[Data extracted from a collection]
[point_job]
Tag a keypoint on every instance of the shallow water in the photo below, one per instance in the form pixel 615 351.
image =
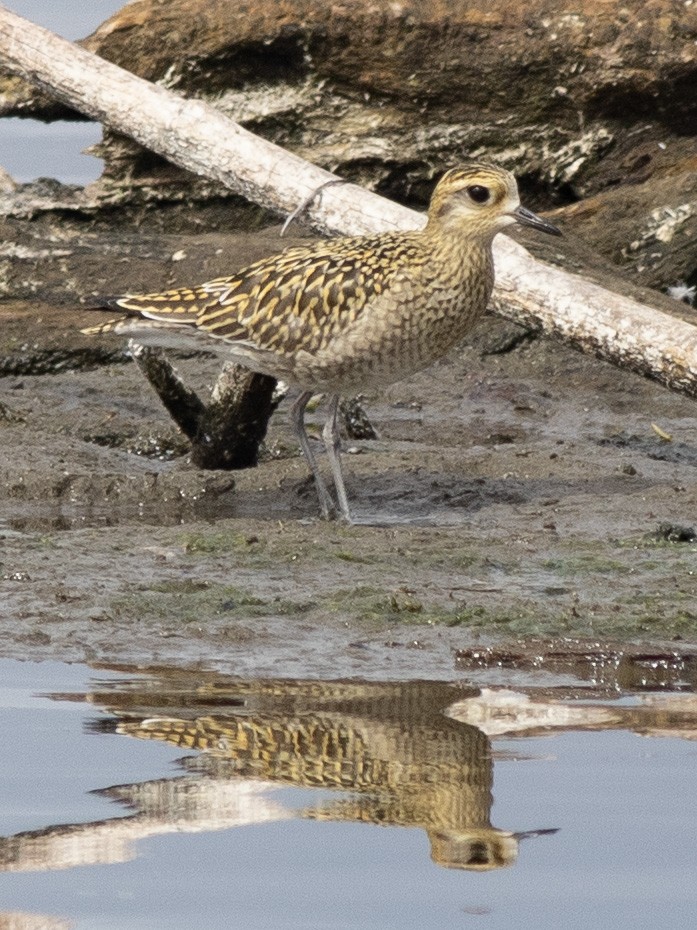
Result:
pixel 30 149
pixel 175 799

▶ What you are asked to do
Quote all the records verbatim, dropping any pictures from your copy.

▶ Result of this task
[point_job]
Tag a keypoint on every instance of the shallow water in the photo below, one per instance in the form pixel 615 351.
image =
Result:
pixel 30 149
pixel 175 799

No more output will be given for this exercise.